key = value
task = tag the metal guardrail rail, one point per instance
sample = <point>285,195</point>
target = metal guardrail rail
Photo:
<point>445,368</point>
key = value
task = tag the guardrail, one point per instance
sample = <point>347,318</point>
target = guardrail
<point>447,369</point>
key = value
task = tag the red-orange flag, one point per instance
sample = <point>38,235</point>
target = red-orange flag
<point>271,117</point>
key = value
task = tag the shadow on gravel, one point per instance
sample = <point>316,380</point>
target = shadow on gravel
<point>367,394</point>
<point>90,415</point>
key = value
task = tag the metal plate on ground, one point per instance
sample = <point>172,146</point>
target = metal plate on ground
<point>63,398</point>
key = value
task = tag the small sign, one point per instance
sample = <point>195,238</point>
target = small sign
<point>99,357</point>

■ ■ ■ ■

## WRITTEN EXERCISE
Reproduce every line of the listing above verbatim, with no changes.

## OUTPUT OF THE TASK
key = value
task = tag the metal guardrail rail, one point per instance
sample = <point>285,195</point>
target = metal guardrail rail
Photo:
<point>445,368</point>
key = value
task = tag the guardrail, one point per instance
sample = <point>347,318</point>
target = guardrail
<point>447,369</point>
key = value
task = tag the red-orange flag, one point per instance
sample = <point>38,235</point>
target = red-orange flag
<point>271,117</point>
key = value
task = tag the shadow on gravel, one point per instance
sample = <point>316,380</point>
target = shadow on gravel
<point>367,394</point>
<point>90,415</point>
key = value
task = tag the metal plate on ground, one point per instance
sample = <point>172,146</point>
target = metal plate on ground
<point>63,398</point>
key = value
task = tag the small sign, one point per instance
sample = <point>195,238</point>
target = small sign
<point>99,357</point>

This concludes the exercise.